● 任务要求
请续写下面这篇关于引体向上动作分析项目的选段，从它的最后一句之后写起。

102302149赖翊煊综合实践
| 这个项目属于哪个课程 | 2025数据采集与融合技术 |
|---|---|
| 组名、项目简介 | 组名:好运来 项目需求:智能运动辅助应用,针对用户上传的运动视频(以引体向上为核心),解决传统动作评估依赖主观经验、反馈延迟的问题,提供客观的动作分析与改进建议 项目目标:对用户上传的运动视频进行动作分析、评分,提供个性化改进意见,包含完整的用户成长记录和反馈系统,帮助用户科学提升运动水平 技术路线:基于Vue3+Python+openGauss的前后端分离架构,前端使用Vue3实现用户界面和可视化,后端用Python集成MediaPipe进行姿态分析算法处理,数据库采用openGauss存储用户数据和运动记录,实现引体向上动作分析系统 |
| 团队成员学号 | 102302148(谢文杰)、102302149(赖翊煊)、102302150(蔡骏)、102302151(薛雨晨)、102302108(赵雅萱)、102302111(海米沙)、102302139(尚子骐)、022304105(叶骋恺) |
| 这个项目的目标 | 通过上传的运动视频,运用人体姿态估计算法(双视角协同分析:正面看握距对称性、身体稳定性,侧面看动作完整性、躯干角度),自动识别身体关键点,分解动作周期、识别违规代偿,生成量化评分、可视化报告与个性化改进建议;同时搭建用户成长记录与反馈系统,存储用户数据与运动记录,最终打造低成本、高精度的自动化评估工具,助力个人训练、体育教育等场景的科学化训练,规避运动损伤、提升训练效果 |
| 其他参考文献 | [1] ZHOU P, CAO J J, ZHANG X Y, et al. Learning to Score Figure Skating Sport Videos [J]. IEEE Transactions on Circuits and Systems for Video Technology, 2019. 1802.02774 [2] Toshev, A., & Szegedy, C. (2014). DeepPose: Human Pose Estimation via Deep Neural Networks. DeepPose: Human Pose Estimation via Deep Neural Networks |
| 码云链接(代码已汇总,各小组成员代码不分开放) | 前后端代码:https://gitee.com/wsxxs233/SoftWare |
一.项目背景
随着全民健身的深入与健身文化的普及,以引体向上为代表的自重训练,因其便捷性与高效性,成为衡量个人基础力量与身体素质的重要标志,广泛应用于学校体测、军事训练及大众健身。然而,传统的动作评估高度依赖教练员的肉眼观察与主观经验,存在标准不一、反馈延迟、难以量化等局限性。在缺少专业指导的环境中,训练者往往难以察觉自身动作模式的细微偏差,如借力、摆动、幅度不足等,这不仅影响训练效果,长期更可能导致运动损伤。如何将人工智能与计算机视觉技术,转化为每个人触手可及的“AI教练”,提供客观、即时、精准的动作反馈,已成为提升科学化训练水平的一个迫切需求。

● 所给条目

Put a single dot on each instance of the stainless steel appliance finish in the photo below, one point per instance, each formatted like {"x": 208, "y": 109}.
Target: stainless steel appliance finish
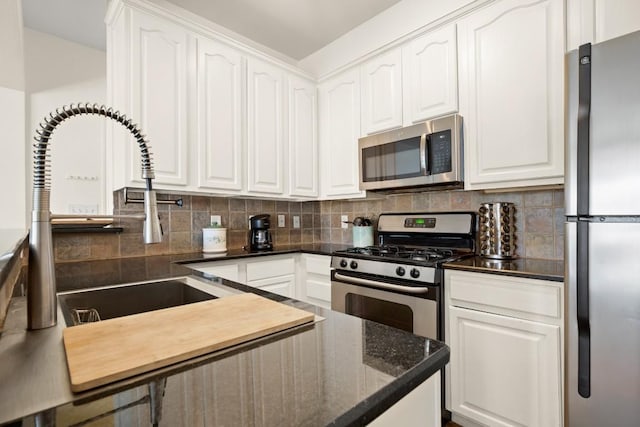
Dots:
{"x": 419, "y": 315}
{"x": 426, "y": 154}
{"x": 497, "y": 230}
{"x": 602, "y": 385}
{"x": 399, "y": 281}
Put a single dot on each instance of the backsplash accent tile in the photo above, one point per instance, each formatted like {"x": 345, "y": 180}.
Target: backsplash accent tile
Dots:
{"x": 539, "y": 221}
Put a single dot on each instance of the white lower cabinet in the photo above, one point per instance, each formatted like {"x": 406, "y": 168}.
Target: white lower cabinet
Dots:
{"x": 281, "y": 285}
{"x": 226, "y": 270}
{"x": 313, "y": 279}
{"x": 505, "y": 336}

---

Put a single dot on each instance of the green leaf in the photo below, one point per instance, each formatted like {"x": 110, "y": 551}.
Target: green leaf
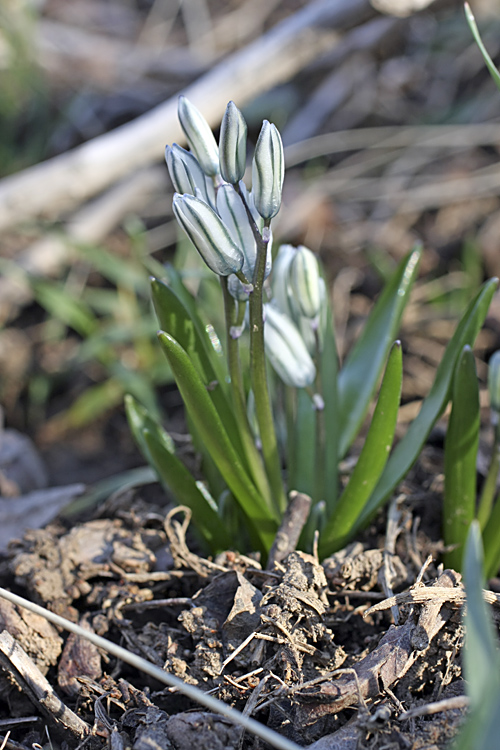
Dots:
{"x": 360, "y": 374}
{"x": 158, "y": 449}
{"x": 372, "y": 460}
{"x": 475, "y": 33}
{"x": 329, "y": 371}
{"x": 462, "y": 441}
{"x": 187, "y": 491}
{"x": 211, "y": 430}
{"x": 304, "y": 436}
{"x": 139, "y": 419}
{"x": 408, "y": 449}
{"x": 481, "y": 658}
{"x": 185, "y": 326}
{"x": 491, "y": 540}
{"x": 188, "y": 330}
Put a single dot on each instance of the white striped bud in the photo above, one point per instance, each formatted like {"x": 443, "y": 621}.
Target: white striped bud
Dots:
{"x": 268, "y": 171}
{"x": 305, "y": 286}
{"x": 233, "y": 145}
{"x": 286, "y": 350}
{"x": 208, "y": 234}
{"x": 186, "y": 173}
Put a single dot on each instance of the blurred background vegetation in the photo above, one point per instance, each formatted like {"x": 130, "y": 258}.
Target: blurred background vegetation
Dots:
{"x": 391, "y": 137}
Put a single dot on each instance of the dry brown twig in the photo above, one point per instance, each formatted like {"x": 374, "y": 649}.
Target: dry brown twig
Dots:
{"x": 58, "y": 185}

--

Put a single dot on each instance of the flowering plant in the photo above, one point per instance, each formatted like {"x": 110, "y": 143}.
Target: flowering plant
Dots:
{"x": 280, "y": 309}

● 最终结果
二.项目概述
本项目旨在开发一套基于计算机视觉的智能引体向上动作分析与评估系统。系统通过训练者上传的视频,运用先进的人体姿态估计算法,自动识别并追踪身体关键点。针对引体向上动作的复杂性,我们创新性地构建了双视角协同分析框架:正面视角专注于分析握距对称性、身体稳定性和左右平衡,确保动作的规范与基础架构;侧面视角则着重评估动作的完整性、躯干角度与发力模式,判断动作幅度与效率。通过多维度量化指标,系统能够自动分解动作周期、识别违规代偿,并生成直观的可视化报告与改进建议。最终,本项目致力于打造一个低成本、高精度的自动化评估工具,为个人训练者、体育教育及专业机构提供一种数据驱动的科学训练辅助解决方案。
三.项目分工
蔡骏:负责用户界面前端所需前端功能的构建。
赵雅萱:负责管理员系统构建。
薛雨晨:实现功能部署到服务器的使用,以及前后端接口的书写修订。
海米沙:墨刀进行原型设计,实时记录市场调研结果并汇报分析需求,项目logo及产品名称设计,进行软件测试。
谢文杰:负责正面评分标准制定,搭建知识库。
赖翊煊:负责侧面评分标准制定,API接口接入AI
叶骋恺:负责数据库方面创建与设计
尚子琪:负责进行爬虫爬取对应相关视频,进行软件测
四.个人贡献
负责侧面评分标准制定,AI知识库训练
4.1侧面代码
主要负责侧面视频的数据处理以及评分标准的制定
点击查看代码
import cv2
import mediapipe as mp
import pandas as pd
import numpy as np
import os
import json
from scipy import signal
from scipy.interpolate import interp1d
from tqdm import tqdm
import matplotlib.pyplot as plt
class AdvancedPullUpBenchmark:
def __init__(self):
# MediaPipe初始化
self.mp_pose = mp.solutions.pose
self.mp_drawing = mp.solutions.drawing_utils
self.pose = self.mp_pose.Pose(
static_image_mode=False,
model_complexity=1,
smooth_landmarks=True,
min_detection_confidence=0.5,
min_tracking_confidence=0.5
)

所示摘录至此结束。